TEXT PROVIDED ::
I can fit two 120mm fans on the bottom right next to each other and the hole pattern is perfect. Seeing as how the rad sits up top of the fans (assuming push, or push pull) and more than enough room for the protruding built in res on the power supply side, I just don;t see how it would be a problem. It's not that I don't believe you, I'm just trying to understand because I was planning to use a 360 up top and the 240 at the bottom of my switch 810.


----------



## justanoldman

Quote:


> Originally Posted by *Scorpion667*
> 
> I can fit two 120mm fans on the bottom right next to each other and the hole pattern is perfect. Seeing as how the rad sits up top of the fans (assuming push, or push pull) and more than enough room for the protruding built in res on the power supply side, I just don;t see how it would be a problem. It's not that I don't believe you, I'm just trying to understand because I was planning to use a 360 up top and the 240 at the bottom of my switch 810.

SUPPLIED INFORMATION ::

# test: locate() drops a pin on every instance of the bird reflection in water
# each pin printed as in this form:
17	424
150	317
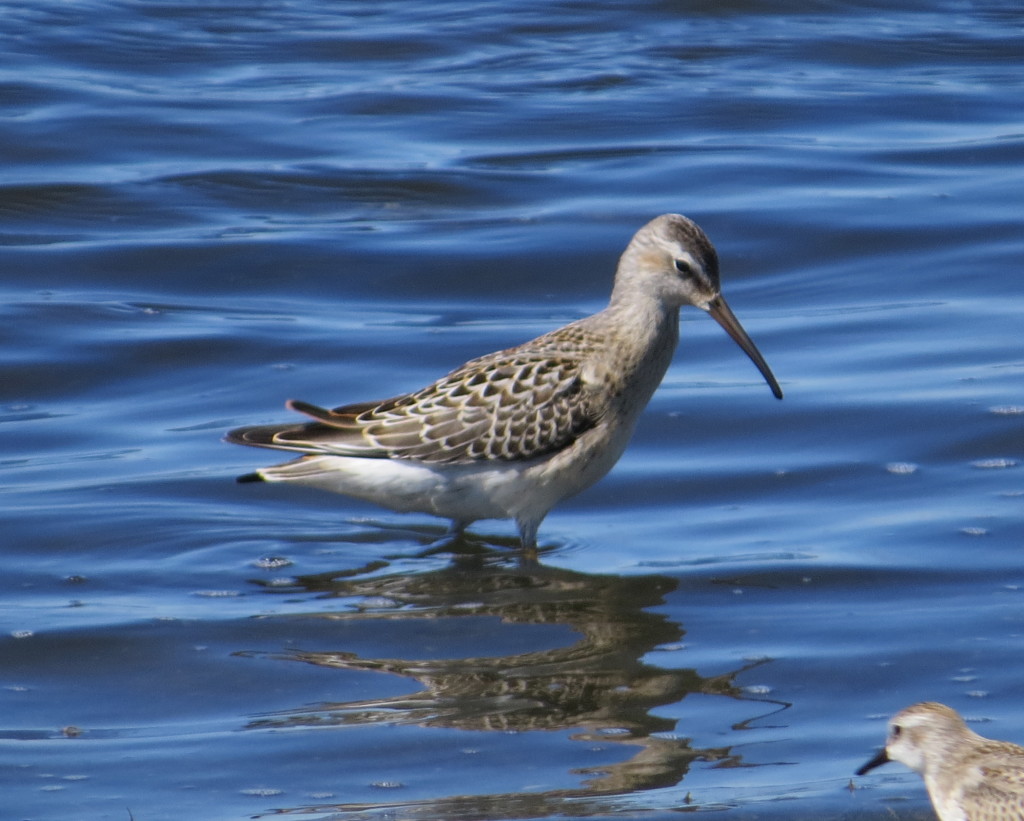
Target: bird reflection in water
597	687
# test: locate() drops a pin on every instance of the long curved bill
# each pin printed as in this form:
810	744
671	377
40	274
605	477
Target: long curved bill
722	313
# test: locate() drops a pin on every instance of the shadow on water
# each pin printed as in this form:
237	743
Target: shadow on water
598	687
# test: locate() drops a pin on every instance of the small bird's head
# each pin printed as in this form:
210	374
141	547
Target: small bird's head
919	734
672	260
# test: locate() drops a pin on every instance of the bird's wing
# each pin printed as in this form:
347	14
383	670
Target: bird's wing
515	404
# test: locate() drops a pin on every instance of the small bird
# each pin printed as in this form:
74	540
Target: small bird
511	434
969	777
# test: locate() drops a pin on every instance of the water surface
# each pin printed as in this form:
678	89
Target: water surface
207	210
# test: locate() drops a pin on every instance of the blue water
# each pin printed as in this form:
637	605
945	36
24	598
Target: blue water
206	210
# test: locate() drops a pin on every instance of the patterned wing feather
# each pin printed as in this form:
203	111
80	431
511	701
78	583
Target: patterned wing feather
506	406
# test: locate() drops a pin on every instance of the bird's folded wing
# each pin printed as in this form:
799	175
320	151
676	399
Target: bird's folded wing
505	406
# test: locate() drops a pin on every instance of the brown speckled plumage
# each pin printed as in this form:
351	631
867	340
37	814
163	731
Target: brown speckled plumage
510	434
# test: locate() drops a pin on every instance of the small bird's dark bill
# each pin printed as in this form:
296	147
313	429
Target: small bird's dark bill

PROBLEM TO SOLVE :: Return the forum exchange about fitting radiators in the Switch 810 case in full, word for word. Work from the text alone.

TASK OUTPUT ::
I can fit two 120mm fans on the bottom right next to each other and the hole pattern is perfect. Seeing as how the rad sits up top of the fans (assuming push, or push pull) and more than enough room for the protruding built in res on the power supply side, I just don;t see how it would be a problem. It's not that I don't believe you, I'm just trying to understand because I was planning to use a 360 up top and the 240 at the bottom of my switch 810.


----------



## justanoldman

Quote:


> Originally Posted by *Scorpion667*
> 
> I can fit two 120mm fans on the bottom right next to each other and the hole pattern is perfect. Seeing as how the rad sits up top of the fans (assuming push, or push pull) and more than enough room for the protruding built in res on the power supply side, I just don;t see how it would be a problem. It's not that I don't believe you, I'm just trying to understand because I was planning to use a 360 up top and the 240 at the bottom of my switch 810.